» **Parts of the exercise**:
a – From the forum post about Dynmap slowing the server, reproduce the part that opens with the words containing "Hybrid View" and closes with "about 100 IOPS.".
b – In the forum post about Dynmap slowing the server, what queue depth does the raid controller have?
c – Extend the forum post about Dynmap slowing the server, starting from where it stops.

» **Quoted text**:
=====
Results 1 to 10 of 46

Hybrid View

Previous Post Previous Post   Next Post Next Post
  1. #1
    As some of you have noticed the server still feels sluggish from time to time. I think I may have found the culprit. It's Dynmap! We have Dynmap running on our TFC servers, 4 in total. Those generate a ton of updates because of TFC and it's huge amount of block updates.

    Take a look at this:
    Name:  Dynmap Disk IO.png
Views: 771
Size:  139.4 KB

    What you see here are statistics for our WD Purple hard drive which is solely used to store Dynmap tiles. It does nothing else. There's no raid, just a single drive. As you can see the system is sending up to 1600 IOPS (input/output operations per second) to that drive. As a rule of thumb a regular hard drive can only do about 100 IOPS.

    The reason this is slowing down the rest of the server is that, while it is a single drive, it is connected to the same raid controller as the rest of the hard drives. When a drive can't keep up with the requested amount of IOPS, a bunch of these get queued. The raid controller has a queue depth of 255. When that queue gets saturated, IOPS meant for other raid arrays are put back in line and need to compete on a flooded I/O path.
=====
» **Provided material**:
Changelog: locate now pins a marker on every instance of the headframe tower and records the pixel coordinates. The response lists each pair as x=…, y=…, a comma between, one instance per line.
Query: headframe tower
=====
» **Task answers**:
a –
Hybrid View

Previous Post Previous Post   Next Post Next Post
  1. #1
    As some of you have noticed the server still feels sluggish from time to time. I think I may have found the culprit. It's Dynmap! We have Dynmap running on our TFC servers, 4 in total. Those generate a ton of updates because of TFC and it's huge amount of block updates.

    Take a look at this:
    Name:  Dynmap Disk IO.png
Views: 771
Size:  139.4 KB

    What you see here are statistics for our WD Purple hard drive which is solely used to store Dynmap tiles. It does nothing else. There's no raid, just a single drive. As you can see the system is sending up to 1600 IOPS (input/output operations per second) to that drive. As a rule of thumb a regular hard drive can only do about 100 IOPS.

b – 255

c –
    What I'm going to do is move the WD Purple drive to the onboard SATA controller. Since it doesn't use raid anyway, Dynmap can saturate that SATA controller all it wants to. If I'm right about this we should see lower latency for all other raid volumes meaning everything should run smoother.

    I'm probably going to do this somewhere tonight. So if the server's down, that's why

  2. #2
    As it turns out, the onboard SATA controller isn't supported by VMWare ESXi. So instead I did the next best thing, I limited the maximum amount of IOPS the virtual machine could send to the WD Purple drive. This resulted in the graphs below:
    Name:  Dynmap Disk IO after rate limiting.png
Views: 2926
Size:  130.2 KB

    So it respects the hard limit of 100 IOPS. And as predicted the latency for all the other raid arrays has gone done significantly making everything feel snappy again.

    Now because the drive is being limited to 100 IOPS, which is still a crazy amount, Dynmap for the TFC servers may feel a bit sluggish. Sometimes it takes a while before it loads the tiles. Just give it a moment and it'll eventually load everything.

    Next up on our agenda is trying to figure out why exactly Dynmap is generating such a crazy amount of IOPS. It's only doing a few KB/s. So I'm not sure what's going on there. Sure TFC does a huge amount of updates, but even this is far beyond what I'd expect.

  3. #3
    As some of you may know we had a bit of a snafu the other week. We run several virtual machines on our server to mitigate problems should one of those VMs suddenly decide to stop working or get hacked or die or destroy it's filesystem... Which is exactly what happened!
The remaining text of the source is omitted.